─── Extrait de page

Matthieu Jolly est Services & Innovation Manager à L’Échangeur, une structure de veille sur le commerce qui appartient à BNP Paribas. Il nous explique comment le numérique réinvente le commerce de proximité et, paradoxalement, le rend plus pertinent que jamais.
Matthieu Jolly
Services & Innovation Manager
U&R
Pouvez-vous décrire ce que fait L’Échangeur et ce que vous y faites ?
MJ
L’Échangeur a 21 ans cette année ; il a été créé en 1997 par LaSer Cofinoga et a été racheté par BNP Paribas Personal Finance en 2015. Son projet, c’est d’imaginer quelle sera la relation entre les acteurs économiques et les consommateurs demain et après-demain, avec deux visions : l’une très technologique, et l’autre très client. Deux fois par an, on partage notre veille au cours de deux événements, l’un en mars, où l’on récapitule tout ce qui se passe dans les salons de la technologie, et l’autre en octobre, où l’on brosse des axes d’innovation en direction du consommateur. Une fois ces visions posées, les entreprises viennent nous voir et nous demandent ce qu’elles peuvent faire sur leur marché. On recadre sur leurs secteurs d’activité ou sur leurs thématiques propres. Nous avons un showroom à Levallois dans lequel les clients peuvent visualiser leurs données, et où les solutions d’une quarantaine de start-ups sont présentes parce qu’elles proposent un usage intéressant.
Historiquement, nous avons deux équipes : l’une très techno et l’autre sur les études. Mon job, c’est de structurer l’accompagnement à l’innovation, d’aller un cran plus loin. Le premier cran, ce sont donc nos conférences. Ensuite, on accompagne de très grosses enseignes françaises, on échange avec elles des informations et de la veille. Puis, une fois la vision posée, on entre dans une phase d’idéation : on travaille plus précisément avec les données du client, on lui fait vivre des choses comme des visites en magasin, on lui fait rencontrer des start-ups, etc. L’idée, c’est de mettre ensemble les acteurs de l’écosystème de ce nouveau commerce, et qu’ils puissent interagir. À la fin de cette étape de design thinking, on laisse l’industriel continuer de son côté ou d’autres services de BNP Paribas prendre le relais. Notre compétence, c’est d’aider à sortir du cadre et trouver l’idée.

──────
─── Extraits des entrées

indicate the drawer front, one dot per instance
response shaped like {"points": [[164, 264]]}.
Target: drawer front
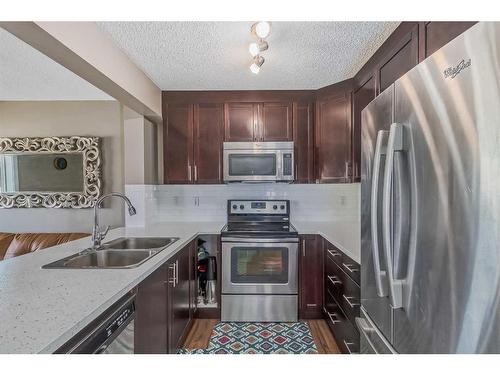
{"points": [[333, 253], [350, 299], [346, 336], [351, 268]]}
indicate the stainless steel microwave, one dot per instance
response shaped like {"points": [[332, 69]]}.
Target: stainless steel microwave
{"points": [[258, 162]]}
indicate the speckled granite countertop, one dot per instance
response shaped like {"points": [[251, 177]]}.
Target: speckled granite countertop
{"points": [[41, 309], [345, 234]]}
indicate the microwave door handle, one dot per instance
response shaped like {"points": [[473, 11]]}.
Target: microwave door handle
{"points": [[380, 276], [394, 144]]}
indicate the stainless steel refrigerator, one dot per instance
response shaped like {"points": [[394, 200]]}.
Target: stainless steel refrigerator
{"points": [[430, 204]]}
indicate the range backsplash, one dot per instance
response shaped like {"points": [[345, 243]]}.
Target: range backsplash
{"points": [[309, 202]]}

──────

● Votre tâche: Prolongez l'entretien sur L'Échangeur et le commerce de proximité à partir de sa dernière phrase, en gardant la même voix et le même format.

● Réponse attendue:
U&R
Quelles sont les tendances d’innovation pour les petits commerces de proximité ?
MJ
Ma conviction, c’est qu’avec l’urbanisation et la smart city, le commerce de proximité va se relancer. D’abord, le pure player est déjà mort, il a besoin de s’incarner là où sont les clients, donc de réinvestir les points de contact. Ensuite, dans la logique de la smart city, on assiste au bouleversement de l’usage de la voiture, où on est moins enclin à aller au centre commercial. Il y a eu suffisamment d’échecs dans les derniers centres lancés en France pour voir que le modèle ne marche plus si bien.
On voit apparaître les premiers tests de magasins qui réinvestissent le centre-ville, notamment Ikea, ou Ali Baba en Chine. On voit également que les commerces alimentaires de proximité sont de plus en plus structurés par des enseignes. Mais dans ces espaces de vente, il va falloir faire bouger les formats, en intégrant suffisamment de services pour être un vrai lieu de proximité. Par exemple, dans mon quartier il y a un coiffeur qui coiffe toutes les personnes âgées, et sa clientèle a des problèmes de mobilité. Pour certains, la solution serait de venir à elles pour qu’elles n’aient pas à se déplacer, mais lui va les chercher pour qu’elles aient un moment d’échange et de socialisation. On pourrait déployer cela sur beaucoup d’enseignes.
Par ailleurs, le commerce conversationnel montre qu’on a besoin de converser, de socialisation. Si l’on regarde l’évolution des consommateurs, on est sur des problématiques écologiques, des logiques de réassurance avec le développement des circuits courts.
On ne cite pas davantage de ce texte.